Position annotation records:
>> BEGIN

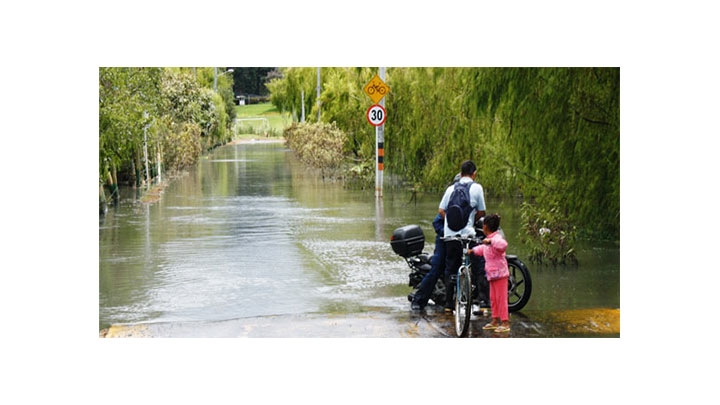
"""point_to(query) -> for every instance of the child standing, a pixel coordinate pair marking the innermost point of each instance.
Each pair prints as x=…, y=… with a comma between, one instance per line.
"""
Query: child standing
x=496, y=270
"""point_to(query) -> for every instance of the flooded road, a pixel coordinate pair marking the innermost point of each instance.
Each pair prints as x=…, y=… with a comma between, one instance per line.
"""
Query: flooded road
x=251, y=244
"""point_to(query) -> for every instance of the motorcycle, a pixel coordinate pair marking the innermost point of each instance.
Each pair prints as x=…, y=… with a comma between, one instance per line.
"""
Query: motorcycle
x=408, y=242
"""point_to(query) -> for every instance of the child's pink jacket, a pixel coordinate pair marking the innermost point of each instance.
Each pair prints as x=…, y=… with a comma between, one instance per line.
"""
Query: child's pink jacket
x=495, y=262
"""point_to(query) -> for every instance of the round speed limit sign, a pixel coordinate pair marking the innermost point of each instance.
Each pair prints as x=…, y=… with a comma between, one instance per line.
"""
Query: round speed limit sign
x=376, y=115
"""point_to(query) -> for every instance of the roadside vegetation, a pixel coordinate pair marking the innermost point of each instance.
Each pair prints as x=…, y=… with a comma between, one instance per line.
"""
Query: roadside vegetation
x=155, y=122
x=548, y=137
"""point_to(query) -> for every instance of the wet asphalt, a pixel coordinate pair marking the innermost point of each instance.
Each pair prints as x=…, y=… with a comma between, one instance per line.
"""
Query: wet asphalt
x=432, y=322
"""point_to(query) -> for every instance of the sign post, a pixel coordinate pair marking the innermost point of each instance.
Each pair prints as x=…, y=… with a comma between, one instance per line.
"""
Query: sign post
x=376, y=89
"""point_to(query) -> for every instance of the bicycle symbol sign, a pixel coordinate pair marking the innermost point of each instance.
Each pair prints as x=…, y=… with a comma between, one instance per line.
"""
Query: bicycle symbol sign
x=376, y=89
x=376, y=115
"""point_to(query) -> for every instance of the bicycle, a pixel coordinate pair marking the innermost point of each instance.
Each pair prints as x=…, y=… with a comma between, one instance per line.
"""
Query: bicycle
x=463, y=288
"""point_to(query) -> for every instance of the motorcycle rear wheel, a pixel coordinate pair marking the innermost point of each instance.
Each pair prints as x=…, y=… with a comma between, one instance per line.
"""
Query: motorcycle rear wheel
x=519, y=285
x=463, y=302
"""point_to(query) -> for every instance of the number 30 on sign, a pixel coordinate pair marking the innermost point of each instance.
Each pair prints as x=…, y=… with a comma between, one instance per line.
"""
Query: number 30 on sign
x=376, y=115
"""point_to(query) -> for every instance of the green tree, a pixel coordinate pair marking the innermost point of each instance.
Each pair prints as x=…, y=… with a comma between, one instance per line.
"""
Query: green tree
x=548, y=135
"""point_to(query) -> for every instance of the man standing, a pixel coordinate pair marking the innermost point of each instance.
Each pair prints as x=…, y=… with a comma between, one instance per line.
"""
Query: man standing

>> END

Present every line of the material above as a Markdown table with the columns "Row" and "Line," numbering each row and omitting blank lines. Leave the pictures out of the table.

| Row | Line |
|---|---|
| 1 | """point_to(query) -> for every instance of the child standing, a pixel coordinate pair marking the innermost point of each instance. |
| 2 | Each pair prints as x=…, y=… with a comma between, one instance per line. |
| 3 | """ |
| 4 | Query: child standing |
| 5 | x=496, y=270 |
| 6 | """point_to(query) -> for every instance of the flooded road, a pixel coordinate pair marking the innermost point of each instance. |
| 7 | Each pair prints as x=…, y=… with a comma between, one instance per line. |
| 8 | """ |
| 9 | Query: flooded road |
| 10 | x=251, y=244 |
| 11 | """point_to(query) -> for every instance of the motorcycle, a pixel coordinate pair marking the innermost point of each instance. |
| 12 | Each pair prints as x=…, y=… with a comma between, one instance per line. |
| 13 | """ |
| 14 | Query: motorcycle |
| 15 | x=408, y=242 |
| 16 | """point_to(query) -> for every instance of the child's pink jacket, a pixel coordinate pair marking the innermost point of each instance. |
| 17 | Each pair prints as x=…, y=… with a comma between, one instance per line. |
| 18 | """ |
| 19 | Query: child's pink jacket |
| 20 | x=495, y=262 |
| 21 | """point_to(query) -> for every instance of the round speed limit sign, a pixel coordinate pair marking the innermost point of each instance. |
| 22 | Each pair prints as x=…, y=… with a comma between, one instance per line. |
| 23 | """ |
| 24 | Query: round speed limit sign |
| 25 | x=376, y=115 |
| 26 | """point_to(query) -> for every instance of the roadside vegetation, a pixel coordinate pair marking the innermost point of each instance. |
| 27 | Each pair prints as x=…, y=… with a comma between, one instance per line. |
| 28 | """ |
| 29 | Query: roadside vegetation |
| 30 | x=155, y=122 |
| 31 | x=548, y=137 |
| 32 | """point_to(query) -> for every instance of the wet asphalt, a pixel coordinate pair marking the innermost point of each instance. |
| 33 | Each pair prints as x=…, y=… with a comma between, one instance per line. |
| 34 | """ |
| 35 | Query: wet asphalt |
| 36 | x=432, y=322 |
| 37 | """point_to(query) -> for every instance of the sign post, a pixel coordinate pair marking the innermost point of each instance. |
| 38 | Each pair prints as x=…, y=… with a comma between, one instance per line. |
| 39 | """ |
| 40 | Query: sign post |
| 41 | x=376, y=89 |
| 42 | """point_to(query) -> for every instance of the bicycle symbol sign, a pixel coordinate pair marking the innermost point of each instance. |
| 43 | Each pair prints as x=…, y=… with a comma between, one instance per line. |
| 44 | """ |
| 45 | Query: bicycle symbol sign |
| 46 | x=376, y=89 |
| 47 | x=376, y=115 |
| 48 | """point_to(query) -> for every instance of the bicycle, a pixel coordinate pair marking the innermost point of each instance. |
| 49 | Each pair prints as x=…, y=… with a comma between, one instance per line. |
| 50 | """ |
| 51 | Query: bicycle |
| 52 | x=463, y=288 |
| 53 | """point_to(query) -> for every instance of the motorcycle rear wheel, a pixel coordinate pair marking the innermost point of each instance. |
| 54 | Each pair prints as x=…, y=… with a comma between, one instance per line. |
| 55 | """ |
| 56 | Query: motorcycle rear wheel |
| 57 | x=519, y=285 |
| 58 | x=463, y=302 |
| 59 | """point_to(query) -> for every instance of the number 30 on sign, a pixel coordinate pair marking the innermost point of each instance. |
| 60 | Each pair prints as x=…, y=… with a comma between, one instance per line. |
| 61 | """ |
| 62 | Query: number 30 on sign |
| 63 | x=376, y=115 |
| 64 | """point_to(query) -> for every instance of the green tree, a pixel coordinate pair marking the innermost point of each instance. |
| 65 | Each pair prints as x=…, y=… with a comma between, one instance per line. |
| 66 | """ |
| 67 | Query: green tree |
| 68 | x=548, y=135 |
| 69 | """point_to(query) -> for every instance of the man standing, a pixel coordinate pair marking the innermost point of each instance. |
| 70 | Each pair prints as x=…, y=… with a comma between, one instance per line. |
| 71 | """ |
| 72 | Query: man standing |